In the extract on Sebastião Salgado below, what are the answers to these questions?
1. Which cooperative did Salgado work with from 1979 to 1994?
2. What did he train as before turning to photography?
3. Part of which forest is he working to preserve as a nature preserve?

:: PAGE EXTRACT ::
◇ ◇ ◇ ◇ ◇

Sebastião Salgado has traveled the world as a photojournalist and documentary photographer, working from 1979 to 1994 with the Magnum Photos cooperative before forming his own agency. Trained as an economist in his native Brazil, he turned to photography in the early 1970s, and is especially well known for documenting the conditions under which workers in less developed nations toil, among them the miners at the hand-dug Serra Pelada gold mine in Brazil; coffee workers; shipbreakers in Chittagong, Bangladesh; and the oil-well firefighters who extinguished the burning wells left behind by Iraqi troops after the invasion of Kuwait in 1991. Recent projects have included documenting the interaction of nature and humanity—an interest that coincides with Salgado’s efforts to preserve part of the Brazilian Atlantic Forest as a nature preserve. Doctor of Arts.

◇ ◇ ◇ ◇ ◇

:: EXCERPTED DATA ::
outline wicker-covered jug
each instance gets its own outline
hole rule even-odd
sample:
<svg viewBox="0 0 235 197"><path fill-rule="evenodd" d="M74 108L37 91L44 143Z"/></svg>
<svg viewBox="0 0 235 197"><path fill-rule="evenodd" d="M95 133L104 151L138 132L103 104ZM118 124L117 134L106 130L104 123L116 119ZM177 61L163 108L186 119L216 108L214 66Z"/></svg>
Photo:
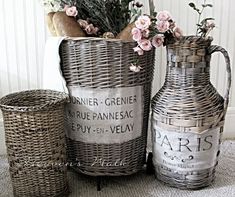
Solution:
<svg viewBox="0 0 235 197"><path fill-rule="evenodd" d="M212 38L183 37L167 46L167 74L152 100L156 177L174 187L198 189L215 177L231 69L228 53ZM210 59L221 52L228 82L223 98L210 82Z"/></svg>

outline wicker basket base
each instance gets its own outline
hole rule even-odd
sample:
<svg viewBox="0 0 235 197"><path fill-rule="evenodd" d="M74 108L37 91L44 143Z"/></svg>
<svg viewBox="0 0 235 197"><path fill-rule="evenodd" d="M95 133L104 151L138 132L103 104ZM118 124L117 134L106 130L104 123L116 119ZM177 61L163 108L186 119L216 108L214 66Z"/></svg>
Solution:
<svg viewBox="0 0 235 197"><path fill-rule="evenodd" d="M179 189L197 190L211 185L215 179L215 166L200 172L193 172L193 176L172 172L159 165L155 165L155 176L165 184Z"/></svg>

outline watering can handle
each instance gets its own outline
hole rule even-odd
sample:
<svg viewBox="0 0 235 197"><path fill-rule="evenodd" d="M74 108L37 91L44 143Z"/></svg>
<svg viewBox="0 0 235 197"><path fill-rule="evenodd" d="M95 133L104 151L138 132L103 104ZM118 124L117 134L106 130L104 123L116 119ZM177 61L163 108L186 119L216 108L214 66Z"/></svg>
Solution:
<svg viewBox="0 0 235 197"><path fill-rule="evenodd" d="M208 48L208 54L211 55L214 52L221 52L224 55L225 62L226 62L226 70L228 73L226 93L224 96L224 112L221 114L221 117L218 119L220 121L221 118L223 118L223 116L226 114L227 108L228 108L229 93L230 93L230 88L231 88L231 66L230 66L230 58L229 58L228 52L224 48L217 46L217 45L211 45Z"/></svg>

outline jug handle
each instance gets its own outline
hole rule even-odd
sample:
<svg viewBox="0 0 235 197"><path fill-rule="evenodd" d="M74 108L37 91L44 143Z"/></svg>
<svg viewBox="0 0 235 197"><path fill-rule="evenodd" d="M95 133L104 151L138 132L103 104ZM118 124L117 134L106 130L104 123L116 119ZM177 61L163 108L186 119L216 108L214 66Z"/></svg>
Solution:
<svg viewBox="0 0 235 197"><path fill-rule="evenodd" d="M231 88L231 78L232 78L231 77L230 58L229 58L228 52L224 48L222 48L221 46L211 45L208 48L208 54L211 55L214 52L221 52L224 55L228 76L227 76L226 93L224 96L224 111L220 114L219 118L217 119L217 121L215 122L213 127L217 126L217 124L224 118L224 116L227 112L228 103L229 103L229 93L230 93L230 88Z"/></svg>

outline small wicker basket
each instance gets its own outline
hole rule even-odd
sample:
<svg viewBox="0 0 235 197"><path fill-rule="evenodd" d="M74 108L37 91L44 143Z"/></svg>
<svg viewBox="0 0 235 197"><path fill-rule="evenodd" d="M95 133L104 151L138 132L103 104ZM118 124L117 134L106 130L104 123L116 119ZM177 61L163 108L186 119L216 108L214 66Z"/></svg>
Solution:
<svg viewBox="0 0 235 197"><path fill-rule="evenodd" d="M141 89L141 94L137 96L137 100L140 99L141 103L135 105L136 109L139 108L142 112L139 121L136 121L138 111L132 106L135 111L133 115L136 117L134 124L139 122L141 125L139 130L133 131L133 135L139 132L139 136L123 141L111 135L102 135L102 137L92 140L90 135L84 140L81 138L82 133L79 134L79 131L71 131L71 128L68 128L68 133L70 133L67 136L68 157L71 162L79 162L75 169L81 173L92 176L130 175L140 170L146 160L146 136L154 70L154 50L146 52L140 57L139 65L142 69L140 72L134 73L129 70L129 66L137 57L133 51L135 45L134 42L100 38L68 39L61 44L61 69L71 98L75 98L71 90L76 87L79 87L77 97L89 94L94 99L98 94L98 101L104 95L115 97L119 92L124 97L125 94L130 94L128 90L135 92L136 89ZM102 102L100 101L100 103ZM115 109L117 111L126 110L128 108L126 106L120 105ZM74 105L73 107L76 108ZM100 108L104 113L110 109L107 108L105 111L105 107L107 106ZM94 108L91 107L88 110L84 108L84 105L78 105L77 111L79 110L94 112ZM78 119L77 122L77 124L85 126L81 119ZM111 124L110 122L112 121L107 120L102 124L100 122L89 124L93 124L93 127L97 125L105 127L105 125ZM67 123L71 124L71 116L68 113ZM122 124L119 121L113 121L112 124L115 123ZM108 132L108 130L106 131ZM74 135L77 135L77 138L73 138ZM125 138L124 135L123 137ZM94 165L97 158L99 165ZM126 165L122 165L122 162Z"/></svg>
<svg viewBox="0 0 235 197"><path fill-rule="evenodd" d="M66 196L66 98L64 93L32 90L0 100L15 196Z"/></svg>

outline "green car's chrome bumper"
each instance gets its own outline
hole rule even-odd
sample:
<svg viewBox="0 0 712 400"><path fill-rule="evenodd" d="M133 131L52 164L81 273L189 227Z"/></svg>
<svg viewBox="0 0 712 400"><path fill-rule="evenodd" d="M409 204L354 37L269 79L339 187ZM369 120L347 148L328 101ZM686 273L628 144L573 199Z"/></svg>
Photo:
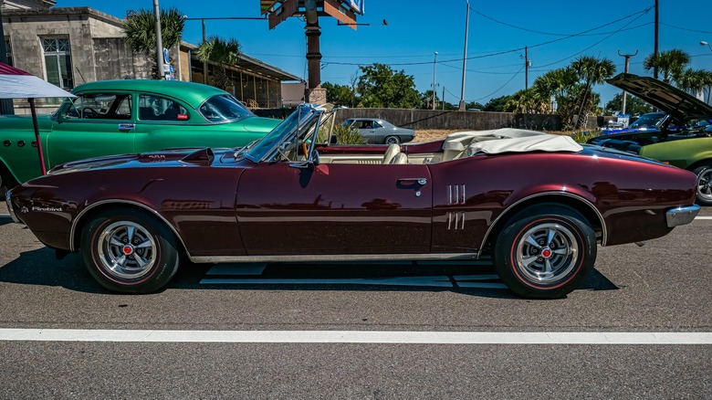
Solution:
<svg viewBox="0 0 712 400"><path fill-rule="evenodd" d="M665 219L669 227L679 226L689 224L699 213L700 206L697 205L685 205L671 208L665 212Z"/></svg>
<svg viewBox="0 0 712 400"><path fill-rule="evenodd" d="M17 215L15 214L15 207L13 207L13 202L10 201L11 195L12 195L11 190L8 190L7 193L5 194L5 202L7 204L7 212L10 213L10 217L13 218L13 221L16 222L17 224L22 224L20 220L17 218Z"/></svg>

◇ ◇ ◇ ◇ ◇

:: TASK SOLUTION ::
1. Magnum Photos
2. An economist
3. The Brazilian Atlantic Forest